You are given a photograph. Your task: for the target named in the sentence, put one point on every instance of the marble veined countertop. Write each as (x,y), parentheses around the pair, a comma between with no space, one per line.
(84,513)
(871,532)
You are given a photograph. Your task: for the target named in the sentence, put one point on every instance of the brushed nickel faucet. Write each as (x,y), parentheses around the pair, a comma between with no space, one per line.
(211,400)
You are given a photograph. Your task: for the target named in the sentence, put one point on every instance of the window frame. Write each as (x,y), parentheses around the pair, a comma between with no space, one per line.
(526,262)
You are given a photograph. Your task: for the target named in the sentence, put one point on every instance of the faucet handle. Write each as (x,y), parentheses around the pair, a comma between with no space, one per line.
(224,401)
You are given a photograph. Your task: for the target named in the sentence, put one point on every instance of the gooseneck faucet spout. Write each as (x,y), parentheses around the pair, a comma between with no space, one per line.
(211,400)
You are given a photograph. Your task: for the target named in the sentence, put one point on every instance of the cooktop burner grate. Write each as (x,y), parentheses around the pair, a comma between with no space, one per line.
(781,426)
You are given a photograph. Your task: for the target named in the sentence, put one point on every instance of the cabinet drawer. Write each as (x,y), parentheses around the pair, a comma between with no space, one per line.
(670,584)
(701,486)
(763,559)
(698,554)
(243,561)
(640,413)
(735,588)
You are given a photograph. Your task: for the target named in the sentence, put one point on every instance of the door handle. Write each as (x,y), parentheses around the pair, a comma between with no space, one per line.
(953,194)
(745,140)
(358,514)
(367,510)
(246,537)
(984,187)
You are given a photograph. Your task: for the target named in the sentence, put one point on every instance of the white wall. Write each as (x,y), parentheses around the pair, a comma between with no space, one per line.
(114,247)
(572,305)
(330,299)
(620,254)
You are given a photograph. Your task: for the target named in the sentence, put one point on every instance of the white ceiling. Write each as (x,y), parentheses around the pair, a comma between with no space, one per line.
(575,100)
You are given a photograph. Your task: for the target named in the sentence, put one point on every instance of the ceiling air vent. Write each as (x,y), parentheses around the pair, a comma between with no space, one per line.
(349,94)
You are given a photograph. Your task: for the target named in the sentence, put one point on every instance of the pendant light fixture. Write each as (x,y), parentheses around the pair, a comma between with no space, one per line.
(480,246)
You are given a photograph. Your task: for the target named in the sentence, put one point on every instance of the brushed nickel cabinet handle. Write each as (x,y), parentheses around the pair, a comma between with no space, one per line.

####

YOUR ASSIGNMENT: Once you have read the data, reproduce all of it exactly.

RESULT FOR THIS EXERCISE:
You are given a photograph. Your task: for the target named in the sentence, put one point on every instance of the marble veined countertop. Write each as (x,y), parentheses around the pair, a comma between with no space, one per line.
(84,513)
(871,532)
You are given a photograph. Your task: for the target named in the sentence, put one point on every instance of the brushed nickel faucet. Write each as (x,y), parentheses around the pair, a comma between with no space, one per line.
(211,400)
You are given a photograph. Your task: for the target named in the sentence, put one point on every instance of the window frame. Write each as (x,y), parentheses around the pair, a comma between with no space, one per line.
(526,262)
You are given a photograph. Your task: for the target named in the sentence, put one point on every instance of the faucet handle. Write each as (x,y), parentheses around the pair, a comma between with no space, one per line.
(224,401)
You are given a photograph. Your task: for the target named in the sentence, put one point on every instance of the gooseneck faucet spout. Write each as (x,y), parentheses around the pair, a comma between with no space, one per line.
(211,400)
You are given a photograph. Your task: for the target named in the sentence, put one point on every instance of the cooktop burner grate. Write each as (x,y), parentheses around the pair, a comma between with no space, one per line.
(781,426)
You are given a photograph. Your task: for the target named in the sentence, put one point on every instance of the cabinet drawer. Write each as (x,y), parentheses around the pair, a comma between with no space, one per line.
(670,584)
(701,486)
(763,559)
(698,554)
(243,561)
(640,413)
(735,588)
You are given a photograph. Your task: for the target named in the sentence, put one point on every instance of the door handle. Write each as (x,y), parentheses around the pair, a comma between with no space, one per line.
(953,194)
(745,140)
(358,514)
(367,510)
(246,537)
(984,187)
You are given a photograph. Your task: for the target named in the sentence, put one point on every instance of the white wall. Write each as (x,y), parentheses around the pair, a comma between with no space, one per line.
(114,247)
(572,305)
(330,299)
(620,254)
You are given a photograph. Your task: for the target named in the sentence, put one point on every instance of the white ceiling. Write each as (x,y), parentheses around the pair, a comma between with no space, one per line.
(575,100)
You are given a photograph. Your task: for the target named in the sentence, put one point on every instance of the ceiling air vent. Write each as (x,y), parentheses around the pair, a comma between with no space, one per line.
(349,94)
You are given a photograph. Your task: for the target named in the sentence, put one point on every instance of the pendant light fixture. Write each as (x,y), parentheses around the pair, a comma between with no space, one per line.
(480,246)
You are given a photograph. Your task: for the target named in the sentence, put one point on every instance of the brushed nickel cabinet handle. Write each as (x,y), parentheses around the pair, a comma between with no space, one per line.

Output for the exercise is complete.